- _Dataset content_:
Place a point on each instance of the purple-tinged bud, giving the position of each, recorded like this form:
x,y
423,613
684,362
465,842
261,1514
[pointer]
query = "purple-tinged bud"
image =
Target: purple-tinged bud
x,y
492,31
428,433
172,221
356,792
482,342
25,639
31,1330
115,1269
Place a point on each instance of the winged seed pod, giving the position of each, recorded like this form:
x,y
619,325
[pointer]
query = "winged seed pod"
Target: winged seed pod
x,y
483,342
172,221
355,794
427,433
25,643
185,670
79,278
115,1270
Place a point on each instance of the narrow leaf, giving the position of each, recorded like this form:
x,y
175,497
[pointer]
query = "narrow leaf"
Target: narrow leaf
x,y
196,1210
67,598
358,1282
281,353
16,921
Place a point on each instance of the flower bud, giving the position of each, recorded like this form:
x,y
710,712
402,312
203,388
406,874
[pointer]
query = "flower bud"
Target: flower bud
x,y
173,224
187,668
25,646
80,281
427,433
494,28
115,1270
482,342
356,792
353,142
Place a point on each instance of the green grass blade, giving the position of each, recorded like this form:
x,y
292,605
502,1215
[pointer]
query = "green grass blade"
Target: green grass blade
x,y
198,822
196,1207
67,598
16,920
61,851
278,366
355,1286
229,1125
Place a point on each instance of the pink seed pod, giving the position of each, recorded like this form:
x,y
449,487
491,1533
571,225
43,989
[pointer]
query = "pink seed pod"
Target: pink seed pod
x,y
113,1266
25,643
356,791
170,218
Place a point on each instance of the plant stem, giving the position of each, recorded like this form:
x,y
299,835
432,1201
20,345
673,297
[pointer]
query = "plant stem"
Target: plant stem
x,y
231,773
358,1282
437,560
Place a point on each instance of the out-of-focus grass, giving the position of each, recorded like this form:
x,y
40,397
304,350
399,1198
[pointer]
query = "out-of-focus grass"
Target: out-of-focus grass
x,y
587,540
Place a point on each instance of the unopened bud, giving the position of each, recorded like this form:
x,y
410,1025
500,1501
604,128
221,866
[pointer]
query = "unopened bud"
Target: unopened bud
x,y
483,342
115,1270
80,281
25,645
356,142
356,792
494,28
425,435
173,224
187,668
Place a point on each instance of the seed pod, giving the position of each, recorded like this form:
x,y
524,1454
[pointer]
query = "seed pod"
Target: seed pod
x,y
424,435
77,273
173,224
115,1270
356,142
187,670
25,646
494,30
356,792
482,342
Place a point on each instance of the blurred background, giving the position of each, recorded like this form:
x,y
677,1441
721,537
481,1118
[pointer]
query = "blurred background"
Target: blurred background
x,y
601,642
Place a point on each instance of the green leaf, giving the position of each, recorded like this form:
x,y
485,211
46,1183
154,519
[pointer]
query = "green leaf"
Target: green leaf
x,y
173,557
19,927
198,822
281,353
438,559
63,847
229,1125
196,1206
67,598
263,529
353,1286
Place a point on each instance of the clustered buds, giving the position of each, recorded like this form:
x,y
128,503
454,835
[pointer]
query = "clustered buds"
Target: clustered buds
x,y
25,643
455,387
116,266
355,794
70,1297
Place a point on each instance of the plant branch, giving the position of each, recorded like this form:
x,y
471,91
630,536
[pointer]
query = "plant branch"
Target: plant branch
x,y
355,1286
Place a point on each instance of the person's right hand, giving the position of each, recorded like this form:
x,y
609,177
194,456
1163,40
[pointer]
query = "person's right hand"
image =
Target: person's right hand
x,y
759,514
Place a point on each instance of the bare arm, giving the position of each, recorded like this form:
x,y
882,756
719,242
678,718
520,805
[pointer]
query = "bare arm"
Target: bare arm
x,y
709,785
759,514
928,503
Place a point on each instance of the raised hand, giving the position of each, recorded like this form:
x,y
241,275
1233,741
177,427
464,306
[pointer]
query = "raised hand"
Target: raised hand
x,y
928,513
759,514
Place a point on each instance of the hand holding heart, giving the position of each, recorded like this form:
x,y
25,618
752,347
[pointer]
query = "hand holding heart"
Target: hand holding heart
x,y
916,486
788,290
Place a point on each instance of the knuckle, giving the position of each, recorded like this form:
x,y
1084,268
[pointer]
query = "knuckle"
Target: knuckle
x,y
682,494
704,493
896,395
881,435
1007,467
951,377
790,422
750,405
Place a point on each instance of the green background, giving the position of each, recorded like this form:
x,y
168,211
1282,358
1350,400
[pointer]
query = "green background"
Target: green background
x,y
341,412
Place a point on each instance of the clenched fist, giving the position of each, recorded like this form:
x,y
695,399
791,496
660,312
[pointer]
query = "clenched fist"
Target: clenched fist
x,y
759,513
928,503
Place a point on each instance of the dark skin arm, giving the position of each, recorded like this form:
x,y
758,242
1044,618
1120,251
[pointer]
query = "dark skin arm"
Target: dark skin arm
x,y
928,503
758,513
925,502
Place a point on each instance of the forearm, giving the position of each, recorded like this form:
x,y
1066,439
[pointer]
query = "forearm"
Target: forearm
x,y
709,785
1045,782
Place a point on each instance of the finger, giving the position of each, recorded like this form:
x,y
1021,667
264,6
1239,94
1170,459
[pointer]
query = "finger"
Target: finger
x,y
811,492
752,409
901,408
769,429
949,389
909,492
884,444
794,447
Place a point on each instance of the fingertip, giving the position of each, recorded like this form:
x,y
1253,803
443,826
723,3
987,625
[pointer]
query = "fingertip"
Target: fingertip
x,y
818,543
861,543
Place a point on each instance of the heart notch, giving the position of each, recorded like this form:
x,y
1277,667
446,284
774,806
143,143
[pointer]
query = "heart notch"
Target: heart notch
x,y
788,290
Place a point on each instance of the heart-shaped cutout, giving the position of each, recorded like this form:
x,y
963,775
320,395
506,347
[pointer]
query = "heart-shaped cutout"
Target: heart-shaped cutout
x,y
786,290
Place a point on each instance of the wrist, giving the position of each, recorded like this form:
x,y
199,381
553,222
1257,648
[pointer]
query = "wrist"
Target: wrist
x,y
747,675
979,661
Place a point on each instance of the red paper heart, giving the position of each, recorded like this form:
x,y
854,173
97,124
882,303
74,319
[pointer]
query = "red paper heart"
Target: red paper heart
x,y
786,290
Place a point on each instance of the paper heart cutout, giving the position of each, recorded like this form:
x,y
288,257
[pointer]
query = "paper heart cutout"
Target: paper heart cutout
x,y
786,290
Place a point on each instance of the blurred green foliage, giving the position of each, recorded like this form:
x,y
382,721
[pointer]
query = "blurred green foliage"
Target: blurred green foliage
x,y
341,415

- _Task statement_: Can you render the stretch of the material above, from the line containing "Place a point on each instance of the dark" through the final line (both included), as a numbered list that omits blank lines?

- _Written solution_:
1. Place a point on each instance of the dark skin arm, giving the position of each, recorded like this form:
2. x,y
3. 758,242
4. 1044,618
5. 1120,251
6. [pointer]
7. query = "dark skin arm"
8. Target: dark skin arm
9. x,y
10. 928,503
11. 758,513
12. 925,502
13. Place a point on each instance of the forearm, giving the position of each, recorded like this form:
14. x,y
15. 1066,439
16. [pointer]
17. query = "forearm"
18. Target: forearm
19. x,y
20. 709,785
21. 1045,782
22. Place a point on each instance of the finger, giving the position of each, recorded like this form:
23. x,y
24. 1021,667
25. 264,6
26. 1239,94
27. 1170,459
28. [pointer]
29. query = "finger"
30. Target: finger
31. x,y
32. 811,492
33. 752,409
34. 901,408
35. 769,429
36. 949,389
37. 909,492
38. 884,444
39. 794,447
40. Place a point on each instance of the fingertip, giving the position of each, recorded like this form:
41. x,y
42. 1253,803
43. 443,826
44. 723,3
45. 987,625
46. [pointer]
47. query = "fingertip"
48. Target: fingertip
49. x,y
50. 818,543
51. 861,543
52. Place a point on each instance of the heart notch, giving the position of each, recorded like this form:
53. x,y
54. 1277,667
55. 446,284
56. 774,806
57. 143,143
58. [pointer]
59. query = "heart notch"
60. Target: heart notch
61. x,y
62. 788,290
63. Place a point on each instance of the heart-shaped cutout, giving the position of each, recorded like this form:
64. x,y
65. 963,775
66. 320,395
67. 506,347
68. [pointer]
69. query = "heart-shaped cutout"
70. Target: heart-shaped cutout
71. x,y
72. 786,290
73. Place a point on each instance of the wrist, giving the position of each, recorded like this form:
74. x,y
75. 199,381
76. 553,222
77. 1257,648
78. [pointer]
79. query = "wrist"
80. Target: wrist
81. x,y
82. 747,675
83. 979,661
84. Place a point on each instance of the red paper heart, giving the position of each, recorded like this form:
85. x,y
86. 854,173
87. 97,124
88. 882,303
89. 74,319
90. [pointer]
91. query = "red paper heart"
92. Target: red paper heart
93. x,y
94. 786,290
95. Place a point on each instance of the paper heart cutout, giving the position of each, recorded like this form:
96. x,y
97. 288,257
98. [pointer]
99. query = "paper heart cutout"
100. Target: paper heart cutout
101. x,y
102. 786,290
103. Place a point on each instance of the blurred green foliage, giving the position of each, recorded like this form:
104. x,y
105. 382,721
106. [pointer]
107. query = "blurred green foliage"
108. Target: blurred green foliage
109. x,y
110. 341,415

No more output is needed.